Short problem 1:
Answer these questions about the excerpt on Charlton and Cincinnati, one line each, marked to match:
(a) How many barrels did Cincinnati usually leave with?
(b) What did Cincinnati put on top of the ice box every night?
(c) How much did Patrick Michael weigh at birth?
Short problem 2:
For each statement, say yes or no depending on whether the excerpt on Charlton and Cincinnati supports it, and quote the deciding words:
(a) The log roads to the turpentine camps usually could not be used when it rained.
(b) Charlton built up the land holdings alone, without Cincinnati's help.
(c) Michael Dicks Mobley was born before Cincinnati turned 40.
Short problem 3: Continue the excerpt on Charlton and Cincinnati from its final sentence.

Selected excerpt:
= = = =
As a favor, before leaving the city, Charlton would usually pick up grocery orders to deliver to the people who lived in the turpentine camps. That courtesy was beyond the call of duty, but being the good man he was, he did it.
Most turpentine camps were located deep in the woods reachable by a two-lane path called a log road, usually impassable if it rained.
When I'd get near to some place like Slocom, I would stop and wait on Charlton to bring the barrels out to me." said Cincinnati. "I could time it almost perfectly because I'd hear Charlton coming in his truck loaded with about 18 barrels just minutes after I would arrive. Sometimes he'd have someone to help him unload onto my truck or sometimes I'd help him. Then he'd go back to the camp for 18 more barrels. I'd usually leave with 36 barrels and me and the children would drive on into Jacksonville to the docks and unload.
"As we made money, Charlton would buy land with it every time he had a chance. Some had pine trees already planted, and when it didn't he'd plant pines on it. We both worked, he didn't do it by himself, but he had the plan and I helped him with it. We were a team.
"After my mama got an electric refrigerator, I borrowed her old ice box. I thought it was real nice and I was proud of it. We put it out on our back porch and every night I'd put a dime on the top of it and the next morning the iceman would leave me a ten-cent block of ice. I couldn't nurse my babies, so I had to have someway to keep their baby bottles cool."
For several years, Charlton had been asking Cincinnati to consider having another baby. When her sister, Alabama, who had married Charlton's brother, Luther, gave birth to a son, Thomas, in 1952, Charlton fell in love with her baby and approached Cincinnati again.
""Well," she said, "I won't give you just one, but I will have two. Otherwise one would seem like an only child since Cherill and Carolyn are so much older," she told her doting husband.
Cincinnati turned 40 years old on February 3, 1954 and on February 11 gave birth to their third child, Michael Dicks Mobley. She said she was the talk of the town. Two years later, on October 14, 1956, another son, Patrick Michael, weighed in at 12 pounds. This time Cincinnati, at age 42, was the rage of the town.
By this time the couple had a car and Cincinnati drove into Jacksonville for her doctor appointments.
= = = =
Data rows:

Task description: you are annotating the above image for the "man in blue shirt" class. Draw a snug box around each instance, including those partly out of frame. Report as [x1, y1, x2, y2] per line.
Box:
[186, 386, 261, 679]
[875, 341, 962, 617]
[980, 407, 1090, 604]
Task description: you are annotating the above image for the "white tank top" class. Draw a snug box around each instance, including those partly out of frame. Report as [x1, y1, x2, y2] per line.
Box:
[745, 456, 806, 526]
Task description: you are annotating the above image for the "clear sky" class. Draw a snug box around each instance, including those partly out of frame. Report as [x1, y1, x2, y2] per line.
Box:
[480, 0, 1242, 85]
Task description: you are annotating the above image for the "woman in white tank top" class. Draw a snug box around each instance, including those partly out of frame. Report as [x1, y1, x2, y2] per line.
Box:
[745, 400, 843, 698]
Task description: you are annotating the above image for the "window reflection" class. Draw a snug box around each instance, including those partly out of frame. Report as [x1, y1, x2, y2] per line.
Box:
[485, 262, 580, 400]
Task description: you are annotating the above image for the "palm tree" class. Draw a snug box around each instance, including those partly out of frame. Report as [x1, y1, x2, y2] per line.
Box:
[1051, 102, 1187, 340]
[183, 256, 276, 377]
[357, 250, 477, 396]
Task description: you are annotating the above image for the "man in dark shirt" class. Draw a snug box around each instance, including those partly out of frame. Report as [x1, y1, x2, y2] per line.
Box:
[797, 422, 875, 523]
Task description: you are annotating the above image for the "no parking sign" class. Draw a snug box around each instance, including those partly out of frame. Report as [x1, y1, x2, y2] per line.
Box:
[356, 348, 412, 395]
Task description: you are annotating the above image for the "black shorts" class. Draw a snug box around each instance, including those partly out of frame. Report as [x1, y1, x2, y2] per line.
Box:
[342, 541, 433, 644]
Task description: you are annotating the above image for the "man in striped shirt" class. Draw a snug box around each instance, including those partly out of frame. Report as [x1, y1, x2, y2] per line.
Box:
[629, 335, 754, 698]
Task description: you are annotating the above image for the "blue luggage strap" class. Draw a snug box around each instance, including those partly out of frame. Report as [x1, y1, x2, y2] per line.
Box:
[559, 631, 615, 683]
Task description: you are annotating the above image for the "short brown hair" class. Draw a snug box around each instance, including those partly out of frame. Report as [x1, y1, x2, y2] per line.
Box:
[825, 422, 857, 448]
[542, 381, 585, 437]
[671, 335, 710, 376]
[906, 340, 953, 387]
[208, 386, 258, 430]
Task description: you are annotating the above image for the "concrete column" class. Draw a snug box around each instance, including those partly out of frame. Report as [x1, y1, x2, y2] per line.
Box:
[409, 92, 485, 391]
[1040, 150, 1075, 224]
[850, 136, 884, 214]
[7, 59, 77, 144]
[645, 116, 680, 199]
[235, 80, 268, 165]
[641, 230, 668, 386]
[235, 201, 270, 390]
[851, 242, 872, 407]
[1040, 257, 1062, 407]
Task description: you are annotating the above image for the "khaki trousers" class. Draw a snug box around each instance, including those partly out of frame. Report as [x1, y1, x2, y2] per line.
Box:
= = = =
Written answer 1:
(a) 36 barrels.
(b) A dime.
(c) 12 pounds.

Written answer 2:
(a) Yes: "usually impassable if it rained."
(b) No: "We both worked, he didn't do it by himself, but he had the plan and I helped him with it."
(c) No: "Cincinnati turned 40 years old on February 3, 1954 and on February 11 gave birth to their third child"

Written answer 3:
The little family grew in size and other responsibilities entered into their schedule. Besides school, there was Sunday School, too -- something Cincinnati believed to be most important.
"I always went to church and took the children," she said. "I've been a Baptist all my life and Charlton was sprinkled when he was small and his folks attended the Methodist Church at Macedonia. While we were dating, he'd go with me sometimes, but after we got married and had our children, Charlton was under conviction a long time but just wouldn't surrender.
"Well, sometimes Charlton would decide to go to church and he would say, 'let's go to so and so church tonight', so we'd visit several churches, but eventually he got to going more and more to my church.
Then they started building on Faith Baptist Church where my mother was a charter member and Charlton helped them build it. I thought surely Charlton would join that church. Carolyn offered to join with him at Faith Baptist where her grandma went and I told him I'd change, too, because I thought we should all go to the same church. But Charlton wouldn't hear of it, and one Sunday he had gone out to his daddy's house while we all went to church. We were surprised to see Charlton walk in and sit down with us. He was late, but when they sang the song of invitation, he was the first one up there.
" I remember that day so well because our former neighbors had some harsh words with Charlton concerning our chickens. We really didn't have that many but it was just enough to aggravate somebody and if one got out, well, it naturally went where it wasn't supposed to. When they moved, a friend said to Charlton, I heard you run your neighbors off'. Charlton told him he didn't mean to and didn't know it if he had.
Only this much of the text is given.